Quellenauszug
-------------------------
Protest gegen Berlins Regelung zu Beschneidung
Einmischung in uralte Traditionen, unzureichend, falsch - der Vorstoß des Landes Berlin, die religiös motivierte Beschneidung von muslimischen und jüdischen Jungen rechtlich abzusichern, stößt auf heftige Kritik.
Berlin - Das jüdische Gemeindeparlament äußerte sich am Donnerstag bestürzt über die künftige Praxis, Ärzten den Eingriff unter strengen Voraussetzungen zu erlauben.
Dies sei "eine flagrante Einmischung in die über 3000 Jahre alten Traditionen des Judentums", hieß es von der Gemeinde. Justizsenator Thomas Heilmann (CDU) kündigte Gesprächsbereitschaft an.
In einer Antwort an Israels Präsidenten Schimon Peres sprach sich Bundespräsident Joachim Gauck für einen Schutz jüdischer Traditionen aus. Ihm liege viel daran, dass die Lebens- und Glaubenswelt der Juden in Deutschland geschützt werde, sagte Gaucks Sprecherin Ferdos Forudastan am Donnerstag. Sie bestätigte damit einen Bericht der "Bild"-Zeitung.
Der israelische Präsident Peres hatte Gauck gebeten, sich für das Recht auf Beschneidungen aus religiösen Gründen einzusetzen. "Die Brit Milah (Beschneidung) ist ein jüdisches Ritual, das seit Tausenden von Jahren zentral für die jüdische Identität ist und einen Juden ausmacht", schrieb Peres Ende August an Gauck.
-------------------------
Daten
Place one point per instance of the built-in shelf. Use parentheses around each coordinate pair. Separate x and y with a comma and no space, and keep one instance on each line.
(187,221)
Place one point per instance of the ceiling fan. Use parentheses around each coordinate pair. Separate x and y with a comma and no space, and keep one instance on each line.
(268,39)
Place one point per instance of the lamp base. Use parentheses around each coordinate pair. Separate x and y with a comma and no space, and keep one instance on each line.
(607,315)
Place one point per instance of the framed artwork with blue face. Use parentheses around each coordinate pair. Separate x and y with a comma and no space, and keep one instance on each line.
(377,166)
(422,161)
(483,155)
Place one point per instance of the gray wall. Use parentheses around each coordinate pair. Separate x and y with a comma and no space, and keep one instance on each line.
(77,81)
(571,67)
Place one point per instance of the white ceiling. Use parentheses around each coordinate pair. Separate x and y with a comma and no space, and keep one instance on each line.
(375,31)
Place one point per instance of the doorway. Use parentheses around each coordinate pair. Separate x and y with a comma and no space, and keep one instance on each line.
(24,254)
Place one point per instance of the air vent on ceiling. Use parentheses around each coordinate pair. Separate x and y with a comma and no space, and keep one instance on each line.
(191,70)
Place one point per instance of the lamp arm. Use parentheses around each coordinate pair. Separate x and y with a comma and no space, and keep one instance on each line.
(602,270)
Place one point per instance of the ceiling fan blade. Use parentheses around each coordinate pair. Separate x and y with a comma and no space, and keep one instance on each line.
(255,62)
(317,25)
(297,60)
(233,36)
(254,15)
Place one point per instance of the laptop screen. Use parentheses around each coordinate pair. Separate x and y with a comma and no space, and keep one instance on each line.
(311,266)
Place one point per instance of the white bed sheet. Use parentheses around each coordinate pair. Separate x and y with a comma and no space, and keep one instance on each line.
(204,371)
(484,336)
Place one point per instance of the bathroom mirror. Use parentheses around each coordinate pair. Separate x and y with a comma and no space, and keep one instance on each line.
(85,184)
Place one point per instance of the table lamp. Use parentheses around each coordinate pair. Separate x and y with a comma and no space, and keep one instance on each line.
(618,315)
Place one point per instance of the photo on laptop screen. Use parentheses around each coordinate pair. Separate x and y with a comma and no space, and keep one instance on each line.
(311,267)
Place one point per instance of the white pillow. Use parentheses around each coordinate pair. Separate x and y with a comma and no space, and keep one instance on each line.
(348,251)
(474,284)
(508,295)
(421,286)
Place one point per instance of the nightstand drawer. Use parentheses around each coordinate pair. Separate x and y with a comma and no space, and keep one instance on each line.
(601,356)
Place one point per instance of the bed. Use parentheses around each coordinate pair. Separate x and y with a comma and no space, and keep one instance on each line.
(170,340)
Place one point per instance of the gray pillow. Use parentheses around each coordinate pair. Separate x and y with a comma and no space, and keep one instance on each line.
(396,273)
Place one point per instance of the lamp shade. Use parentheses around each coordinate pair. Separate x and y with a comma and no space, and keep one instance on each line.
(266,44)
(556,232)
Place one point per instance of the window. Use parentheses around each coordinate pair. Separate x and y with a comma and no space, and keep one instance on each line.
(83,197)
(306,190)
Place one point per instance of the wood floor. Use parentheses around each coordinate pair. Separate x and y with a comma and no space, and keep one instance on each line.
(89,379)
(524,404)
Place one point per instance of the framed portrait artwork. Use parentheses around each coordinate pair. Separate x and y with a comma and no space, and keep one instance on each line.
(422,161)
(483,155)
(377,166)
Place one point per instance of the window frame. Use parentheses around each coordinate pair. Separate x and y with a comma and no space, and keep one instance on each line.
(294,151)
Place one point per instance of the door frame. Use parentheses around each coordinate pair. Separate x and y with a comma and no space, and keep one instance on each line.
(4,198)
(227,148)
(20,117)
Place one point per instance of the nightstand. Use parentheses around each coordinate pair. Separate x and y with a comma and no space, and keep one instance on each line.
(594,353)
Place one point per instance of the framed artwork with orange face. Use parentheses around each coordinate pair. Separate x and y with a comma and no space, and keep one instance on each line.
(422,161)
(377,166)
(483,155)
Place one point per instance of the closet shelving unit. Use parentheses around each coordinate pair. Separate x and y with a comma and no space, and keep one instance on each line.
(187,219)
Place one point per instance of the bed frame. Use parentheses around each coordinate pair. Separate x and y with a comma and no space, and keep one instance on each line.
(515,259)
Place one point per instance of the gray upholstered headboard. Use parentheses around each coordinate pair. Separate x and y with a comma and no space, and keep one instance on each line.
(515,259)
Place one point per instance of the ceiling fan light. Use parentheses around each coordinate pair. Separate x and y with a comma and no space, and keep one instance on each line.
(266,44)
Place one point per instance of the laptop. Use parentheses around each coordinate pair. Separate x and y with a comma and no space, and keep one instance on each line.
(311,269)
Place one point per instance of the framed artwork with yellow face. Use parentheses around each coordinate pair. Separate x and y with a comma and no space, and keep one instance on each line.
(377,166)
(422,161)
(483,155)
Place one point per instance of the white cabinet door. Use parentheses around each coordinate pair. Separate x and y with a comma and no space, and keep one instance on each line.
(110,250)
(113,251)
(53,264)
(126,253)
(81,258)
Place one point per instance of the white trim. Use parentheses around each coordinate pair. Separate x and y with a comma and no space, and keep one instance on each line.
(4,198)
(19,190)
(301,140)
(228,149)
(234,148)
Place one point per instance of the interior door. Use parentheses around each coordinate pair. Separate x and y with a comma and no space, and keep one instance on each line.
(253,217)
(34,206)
-------------------------
Aufgaben
- 1) Entnimm dem Artikel über die Berliner Regelung zur Beschneidung wortgetreu den Abschnitt zwischen „Protest gegen Berlins“ und „kündigte Gesprächsbereitschaft an.“, beide Stellen eingeschlossen.
- 2) Schreib den Artikel über die Berliner Regelung zur Beschneidung im Anschluss an seinen letzten Satz weiter.
Die Einträge stammen aus einer anderen Quelle als der Artikel.

Lösungen
- 1)
Protest gegen Berlins Regelung zu Beschneidung
Einmischung in uralte Traditionen, unzureichend, falsch - der Vorstoß des Landes Berlin, die religiös motivierte Beschneidung von muslimischen und jüdischen Jungen rechtlich abzusichern, stößt auf heftige Kritik.
Berlin - Das jüdische Gemeindeparlament äußerte sich am Donnerstag bestürzt über die künftige Praxis, Ärzten den Eingriff unter strengen Voraussetzungen zu erlauben.
Dies sei "eine flagrante Einmischung in die über 3000 Jahre alten Traditionen des Judentums", hieß es von der Gemeinde. Justizsenator Thomas Heilmann (CDU) kündigte Gesprächsbereitschaft an.

- 2)
Berlins Justizsenator Heilmann will sich in den kommenden Tagen mit den Mitgliedern der Repräsentantenversammlung der Gemeinde treffen. Er bedauere die Missverständnisse. Mit der nun in Berlin getroffenen Regelung solle bis zu einem Bundesgesetz Rechtssicherheit für Juden und Muslime geschaffen werden. Mehr sei mit den Mitteln des Landesrechts nicht möglich.
Heilmann hatte am Mittwoch erklärt, dass religiös motivierte Beschneidungen in Berlin straffrei bleiben. Eltern oder Sorgeberechtigte der jüdischen oder muslimischen Jungen müssten dem Eingriff schriftlich zustimmen. Beratung und medizinische Standards sind Pflicht, ebenso der Nachweis der religiösen Notwendigkeit etwa durch eine Bestätigung der Gemeinde. Die Beschneidung - eine Entfernung der Penis-Vorhaut - wird traditionell bei Juden von einem eigens ausgebildeten Fachmann, dem Mohel, ausgeführt.
Auslöser des Streits ist ein Urteil des Landgerichts Köln. Die Richter hatten die Entfernung der Vorhaut bei Neugeborenen und Kleinkindern als Eingriff in die körperliche Unversehrtheit gewertet. Das Urteil, das für andere Gerichte nicht bindend ist, hatte erhebliche Unruhe unter Juden und Muslimen ausgelöst. Die Bundesregierung will in Kürze einen Gesetzentwurf vorlegen, nach dem medizinisch fachgerechte Beschneidungen von Jungen weiter zulässig sind.